>> Begin
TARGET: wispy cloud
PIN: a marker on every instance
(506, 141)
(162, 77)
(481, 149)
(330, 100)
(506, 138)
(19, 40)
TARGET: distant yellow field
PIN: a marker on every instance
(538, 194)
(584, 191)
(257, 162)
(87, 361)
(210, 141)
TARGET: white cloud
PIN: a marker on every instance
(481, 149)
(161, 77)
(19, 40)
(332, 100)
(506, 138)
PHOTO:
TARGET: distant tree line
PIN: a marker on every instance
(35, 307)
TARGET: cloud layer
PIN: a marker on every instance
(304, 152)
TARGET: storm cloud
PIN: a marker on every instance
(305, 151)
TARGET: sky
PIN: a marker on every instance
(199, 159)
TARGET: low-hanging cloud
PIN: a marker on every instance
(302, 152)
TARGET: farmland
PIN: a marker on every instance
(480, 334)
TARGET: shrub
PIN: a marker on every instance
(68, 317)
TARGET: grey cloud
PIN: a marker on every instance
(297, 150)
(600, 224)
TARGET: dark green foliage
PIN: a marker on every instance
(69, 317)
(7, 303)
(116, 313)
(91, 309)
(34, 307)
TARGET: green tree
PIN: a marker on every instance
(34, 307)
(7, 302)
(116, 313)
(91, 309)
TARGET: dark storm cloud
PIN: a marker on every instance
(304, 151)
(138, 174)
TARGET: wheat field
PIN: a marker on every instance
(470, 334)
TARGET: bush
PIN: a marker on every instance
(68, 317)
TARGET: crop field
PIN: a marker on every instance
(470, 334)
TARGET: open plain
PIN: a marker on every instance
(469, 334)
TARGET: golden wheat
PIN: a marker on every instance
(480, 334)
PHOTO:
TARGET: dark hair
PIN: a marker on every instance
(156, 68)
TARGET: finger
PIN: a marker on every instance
>> End
• _Aim of the task_: Transcribe the records above exactly as they appear.

• _Output of the exercise_:
TARGET: wispy cloud
PIN: a marker on every instance
(506, 141)
(162, 77)
(481, 149)
(330, 100)
(506, 138)
(19, 40)
TARGET: distant yellow field
PIN: a marker on every instance
(538, 194)
(584, 191)
(257, 162)
(87, 361)
(210, 141)
TARGET: white cloud
PIN: a marker on every instance
(481, 149)
(161, 77)
(19, 40)
(332, 100)
(506, 138)
PHOTO:
TARGET: distant tree line
PIN: a marker on every instance
(35, 307)
TARGET: cloud layer
PIN: a marker on every instance
(304, 152)
TARGET: storm cloud
PIN: a marker on every instance
(305, 151)
TARGET: sky
PIN: a marker on every instance
(199, 159)
TARGET: low-hanging cloud
PIN: a marker on every instance
(302, 152)
TARGET: farmland
PIN: a marker on every instance
(480, 334)
TARGET: shrub
PIN: a marker on every instance
(68, 317)
TARGET: grey cloud
PIN: a marker on every instance
(297, 150)
(600, 224)
TARGET: dark green foliage
PIN: a marker on every instance
(69, 317)
(7, 303)
(116, 313)
(91, 309)
(34, 307)
TARGET: green tree
PIN: a marker on every instance
(34, 307)
(7, 302)
(116, 313)
(91, 309)
TARGET: dark storm cloud
PIN: a marker on every instance
(304, 151)
(138, 174)
TARGET: wheat field
PIN: a marker on every instance
(470, 334)
TARGET: bush
PIN: a marker on every instance
(68, 317)
TARGET: crop field
PIN: a marker on every instance
(470, 334)
TARGET: open plain
PIN: a marker on every instance
(469, 334)
TARGET: golden wheat
PIN: a marker on every instance
(480, 334)
PHOTO:
TARGET: dark hair
PIN: a marker on every instance
(156, 68)
TARGET: finger
PIN: a marker on every instance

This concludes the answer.